EXERCISE BRIEF -
Change every "For the evaluation set" in the rows below to "For the test set", keeping everything else the same. Leave the pictures out of your answer.
* BEGIN RECORD EXTRACTS *
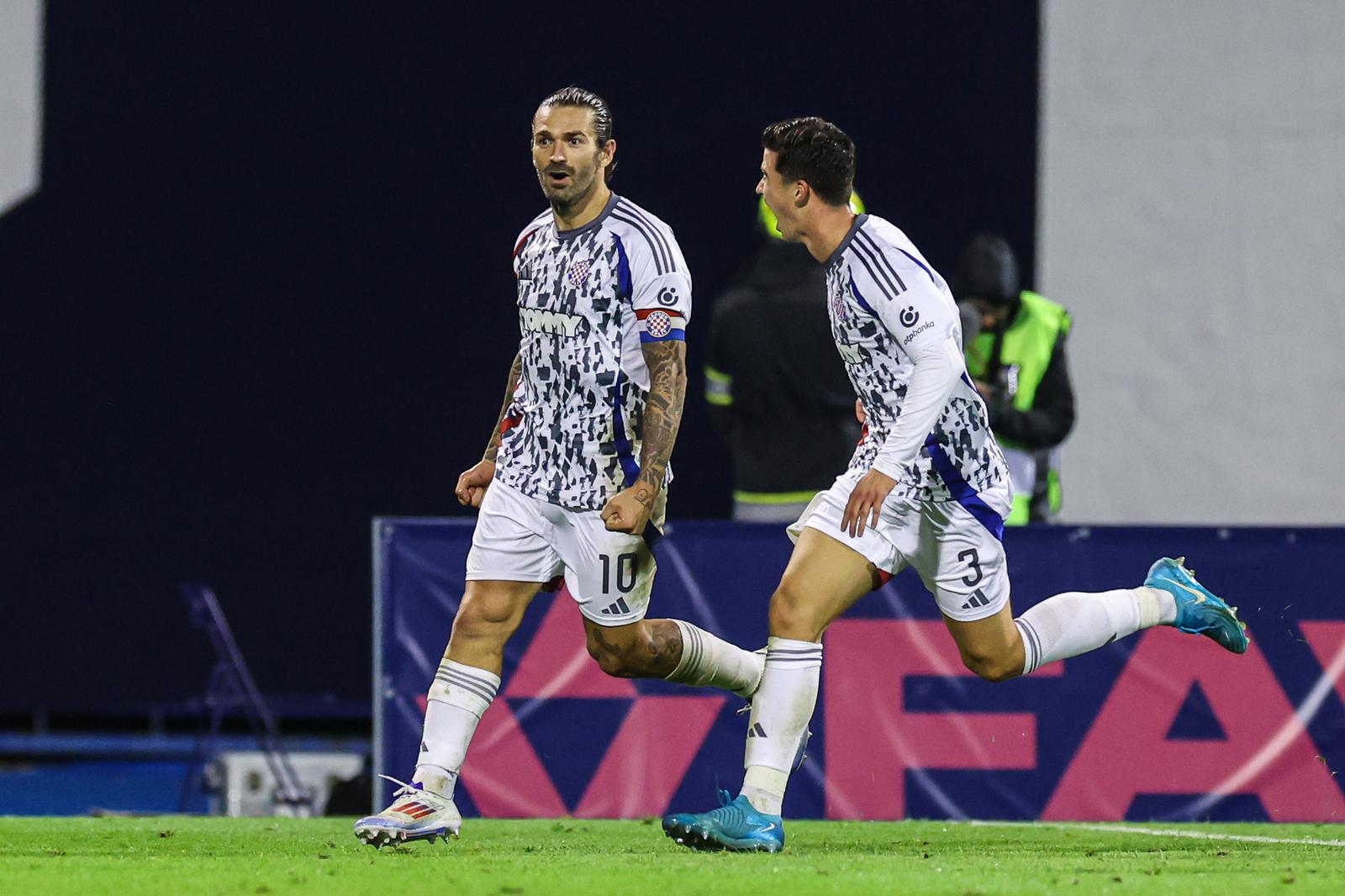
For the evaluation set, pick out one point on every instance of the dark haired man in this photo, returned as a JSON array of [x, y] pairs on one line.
[[572, 483], [927, 486]]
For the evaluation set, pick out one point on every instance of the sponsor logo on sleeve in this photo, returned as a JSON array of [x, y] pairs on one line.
[[658, 324]]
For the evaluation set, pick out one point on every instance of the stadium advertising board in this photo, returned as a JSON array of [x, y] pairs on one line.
[[1156, 727]]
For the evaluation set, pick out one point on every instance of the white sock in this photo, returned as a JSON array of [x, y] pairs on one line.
[[713, 662], [1075, 622], [457, 698], [780, 714]]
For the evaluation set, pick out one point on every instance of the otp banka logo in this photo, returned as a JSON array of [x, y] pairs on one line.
[[20, 112]]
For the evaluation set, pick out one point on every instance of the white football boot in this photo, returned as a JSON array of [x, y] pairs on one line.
[[414, 814]]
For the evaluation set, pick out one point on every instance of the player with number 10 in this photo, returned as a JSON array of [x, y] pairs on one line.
[[573, 481]]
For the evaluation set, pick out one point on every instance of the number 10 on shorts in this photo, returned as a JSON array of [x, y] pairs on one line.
[[625, 573]]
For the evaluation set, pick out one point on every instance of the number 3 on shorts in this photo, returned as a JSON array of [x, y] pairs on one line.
[[968, 555]]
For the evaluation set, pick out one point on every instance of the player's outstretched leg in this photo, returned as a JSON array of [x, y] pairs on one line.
[[674, 650], [1073, 623], [822, 580], [1199, 613], [414, 814], [736, 826]]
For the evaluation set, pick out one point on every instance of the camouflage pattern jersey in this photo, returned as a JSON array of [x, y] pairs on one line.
[[888, 304], [587, 300]]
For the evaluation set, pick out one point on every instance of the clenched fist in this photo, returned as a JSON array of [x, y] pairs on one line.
[[474, 482], [629, 510]]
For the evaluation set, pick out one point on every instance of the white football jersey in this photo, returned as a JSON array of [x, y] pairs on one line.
[[587, 300], [888, 308]]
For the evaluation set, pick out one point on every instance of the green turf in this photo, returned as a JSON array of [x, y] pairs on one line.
[[178, 855]]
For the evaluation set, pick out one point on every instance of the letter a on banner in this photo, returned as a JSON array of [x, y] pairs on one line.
[[1127, 752]]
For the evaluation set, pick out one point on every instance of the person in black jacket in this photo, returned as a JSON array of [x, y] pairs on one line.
[[777, 387], [1015, 342]]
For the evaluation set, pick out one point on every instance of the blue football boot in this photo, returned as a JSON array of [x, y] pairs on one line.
[[733, 826], [1199, 613]]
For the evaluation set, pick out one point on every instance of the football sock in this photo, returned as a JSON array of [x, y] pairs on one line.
[[713, 662], [780, 714], [456, 701], [1075, 622]]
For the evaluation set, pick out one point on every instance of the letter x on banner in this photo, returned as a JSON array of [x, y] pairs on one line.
[[1161, 725]]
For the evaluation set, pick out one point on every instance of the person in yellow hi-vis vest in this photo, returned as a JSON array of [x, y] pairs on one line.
[[1015, 343]]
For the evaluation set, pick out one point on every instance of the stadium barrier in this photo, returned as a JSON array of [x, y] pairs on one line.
[[1160, 725]]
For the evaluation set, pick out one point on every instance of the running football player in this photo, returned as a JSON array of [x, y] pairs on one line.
[[575, 478], [927, 486]]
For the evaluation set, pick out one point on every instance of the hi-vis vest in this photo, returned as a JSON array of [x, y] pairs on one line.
[[1024, 356]]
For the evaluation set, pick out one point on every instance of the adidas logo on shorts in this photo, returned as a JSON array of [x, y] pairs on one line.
[[978, 599], [619, 609]]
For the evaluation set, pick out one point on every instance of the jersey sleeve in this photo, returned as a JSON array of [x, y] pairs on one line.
[[661, 286]]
* END RECORD EXTRACTS *
SOLUTION TO THIS PROBLEM -
For the test set, pick out one point on every instance of the dark haired man in this photo, returned as a JSON array of [x, y] pairs on one line.
[[572, 483], [927, 486]]
For the test set, pick out one point on every instance of the sponsor logo on sleeve in this photo, returned as a JSON array of [x, y] pairs on one line.
[[658, 324]]
For the test set, pick out one point on every instance of the stadium advertising board in this photo, returned as a JSON array of [x, y] pairs on one line.
[[1156, 727]]
For the test set, pick out one point on every instance of the white sock in this photo, returned as a JSON array of [x, y] pairs on one line.
[[713, 662], [1075, 622], [457, 698], [780, 714]]
For the test set, pick out one point on every instance of the otp banka logo in this photo, returned as a JSON array of [x, y] pairs on one line.
[[20, 112]]
For the test set, pick out one point on every instance of the white football boot in this photo, returned as a JSON array of [x, y] pairs on one line.
[[414, 814]]
For the test set, pick out one point on every instance of the player with number 10 in this photo, returned as a JSON array of [x, y] pairs on one line.
[[573, 481]]
For the test set, pick out one point on every instance of the number 10 on shorts in this photo, returned as a JSON array of [x, y] pairs on one line.
[[625, 573]]
For the test set, pick out one point on every instance of the number 3 on shorts in this photo, returned as a JSON array of [x, y] pairs on one line.
[[968, 555]]
For the test set, pick out one point on every instance of the player's outstretched leg in this photo, returned as a JSON array of [x, y] pairs on one line.
[[674, 650], [1073, 623], [822, 580], [1199, 613], [414, 814], [736, 826]]
For the test set, pick out one point on every instance of the camouflage pattern jersey in this photo, returned as a JSON array of [x, y] pairs on one line.
[[888, 304], [587, 300]]
For the test set, pick out one point on every instance of the clenched fist in this photo, returned as a JSON array of [x, y] pairs on one line.
[[474, 482], [629, 510]]
For the test set, pick out one point on every instance of the white football jersey in this photo, returned as a JSON array of [x, y] pairs on one line.
[[587, 300], [888, 308]]
For the test set, pick out one point on every instance of the green turf in this photo, returned as a JSON array of [x, y] pairs on one line.
[[178, 855]]
For the test set, pick out one point on every instance of the letter a on banner in this photo, returned as a JSON array of [x, y] pairs on one line.
[[1127, 752]]
For the test set, pick out one point on every instance of the person in black jacket in this photo, returned as a JSON array of [x, y] pairs on one line.
[[777, 387], [1015, 342]]
For the test set, pick out one point on every instance of the blue football boot in this photo, returned as a JSON array of [x, y] pairs on one line.
[[733, 826], [1199, 613]]
For the test set, pick out one point on every instance of the football sock in this photo, returned as a JSON array of [x, y] pairs on one line.
[[713, 662], [780, 714], [456, 701], [1075, 622]]
For the test set, pick out one point on every instance of the letter x on banner in this photo, returned as a JSON array of [x, y] pairs on one line.
[[1161, 725]]
For the test set, pick out one point on every instance of the person in yellow hi-vis vest in this photo, returned as a JSON array of [x, y] pairs on one line.
[[1015, 343]]
For the test set, pick out one point on every instance of the stadium barrier in this photo, returned as a JSON array of [x, y] pairs on one line.
[[1160, 725]]
For the test set, pick out one point on every instance of the running football player in this photo, returned as a JSON array of [x, y] pairs on one line.
[[575, 478], [927, 486]]
For the test set, pick out one point on every instance of the hi-vis vest in this photo, returned as a JSON array of [x, y] pairs on one line.
[[1024, 356]]
For the test set, pick out one point on every instance of the adidas logo on shorts in this photo, returned as a JSON array of [x, y] pairs on one line.
[[978, 599], [619, 609]]
For the test set, pick out one point on every instance of the jersey sleeve in this photo, returned as a JSON array of [x, y] pairs on one line.
[[661, 286]]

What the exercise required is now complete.